INSTRUCCIONES DE TRABAJO:
Duplica sin ningún cambio, del fragmento sobre los recuerdos de Facebook, todo lo que va desde "Todas las mañanas" hasta "cataratas de alcohol.".
━━━ FRAGMENTO
Todas las mañanas Facebook me avisa que tengo recuerdos en mi cuenta. Me veo con mi esposa despreocupados, celebrando nuestras vidas. En otra estoy abrazado con amigos, sudorosos, después de un partido de fútbol. Hay celebraciones de cumpleaños, largos abrazos con mis padres, tardes soñadas de cine y noches de goles en el Monumental.
Después de esa breve dosis de nostalgia, la pregunta que cruza como un rayo mi cabeza es cuánto durará esta anormalidad que nos ha tocado vivir. Cuánto tiempo más seguiremos enmascarados, hablándonos de lejos, encerrados en nuestras casas, navegando entre ríos de lejía y cataratas de alcohol.
━━━━━━
━━━ EXTRACTO DE DATOS
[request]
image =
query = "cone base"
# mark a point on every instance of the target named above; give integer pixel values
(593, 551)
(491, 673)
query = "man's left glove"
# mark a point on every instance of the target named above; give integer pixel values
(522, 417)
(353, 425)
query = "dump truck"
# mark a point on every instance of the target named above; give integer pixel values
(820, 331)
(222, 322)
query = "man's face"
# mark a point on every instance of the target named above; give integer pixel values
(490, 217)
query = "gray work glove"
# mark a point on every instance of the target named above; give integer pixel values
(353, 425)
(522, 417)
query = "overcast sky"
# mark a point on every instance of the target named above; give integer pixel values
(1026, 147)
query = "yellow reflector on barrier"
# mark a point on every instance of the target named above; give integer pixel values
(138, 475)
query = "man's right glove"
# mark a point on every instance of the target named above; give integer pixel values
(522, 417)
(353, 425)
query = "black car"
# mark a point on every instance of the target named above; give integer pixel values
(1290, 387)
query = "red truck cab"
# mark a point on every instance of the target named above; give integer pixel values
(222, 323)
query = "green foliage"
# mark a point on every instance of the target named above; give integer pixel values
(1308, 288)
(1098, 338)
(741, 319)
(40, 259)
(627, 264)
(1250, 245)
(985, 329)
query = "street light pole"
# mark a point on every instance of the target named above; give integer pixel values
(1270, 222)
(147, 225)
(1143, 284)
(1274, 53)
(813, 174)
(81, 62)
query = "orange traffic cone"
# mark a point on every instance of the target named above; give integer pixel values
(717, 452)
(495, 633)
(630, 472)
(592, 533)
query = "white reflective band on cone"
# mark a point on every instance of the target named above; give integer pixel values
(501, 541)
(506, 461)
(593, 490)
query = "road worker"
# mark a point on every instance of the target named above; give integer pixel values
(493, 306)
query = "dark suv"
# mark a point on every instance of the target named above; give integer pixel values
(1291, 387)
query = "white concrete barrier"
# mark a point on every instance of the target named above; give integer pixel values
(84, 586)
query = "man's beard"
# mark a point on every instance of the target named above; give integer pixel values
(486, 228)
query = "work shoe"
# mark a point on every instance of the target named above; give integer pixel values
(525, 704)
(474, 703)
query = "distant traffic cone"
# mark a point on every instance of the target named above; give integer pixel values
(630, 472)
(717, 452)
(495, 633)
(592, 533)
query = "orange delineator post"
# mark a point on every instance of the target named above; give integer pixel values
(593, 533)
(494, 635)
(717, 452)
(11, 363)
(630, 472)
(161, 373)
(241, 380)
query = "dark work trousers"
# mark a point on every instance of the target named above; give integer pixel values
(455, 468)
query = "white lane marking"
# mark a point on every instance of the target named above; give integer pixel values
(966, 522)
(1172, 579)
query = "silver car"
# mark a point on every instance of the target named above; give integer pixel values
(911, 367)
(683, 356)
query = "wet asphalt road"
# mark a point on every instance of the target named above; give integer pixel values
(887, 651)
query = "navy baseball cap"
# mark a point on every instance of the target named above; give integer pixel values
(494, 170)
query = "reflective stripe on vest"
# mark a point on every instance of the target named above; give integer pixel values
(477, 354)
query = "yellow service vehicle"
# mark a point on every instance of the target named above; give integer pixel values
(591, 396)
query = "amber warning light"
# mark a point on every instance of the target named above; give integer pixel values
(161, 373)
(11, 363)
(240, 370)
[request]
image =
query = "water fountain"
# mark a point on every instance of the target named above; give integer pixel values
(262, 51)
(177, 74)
━━━━━━
SOLUCIÓN DEL PROBLEMA:
Todas las mañanas Facebook me avisa que tengo recuerdos en mi cuenta. Me veo con mi esposa despreocupados, celebrando nuestras vidas. En otra estoy abrazado con amigos, sudorosos, después de un partido de fútbol. Hay celebraciones de cumpleaños, largos abrazos con mis padres, tardes soñadas de cine y noches de goles en el Monumental.
Después de esa breve dosis de nostalgia, la pregunta que cruza como un rayo mi cabeza es cuánto durará esta anormalidad que nos ha tocado vivir. Cuánto tiempo más seguiremos enmascarados, hablándonos de lejos, encerrados en nuestras casas, navegando entre ríos de lejía y cataratas de alcohol.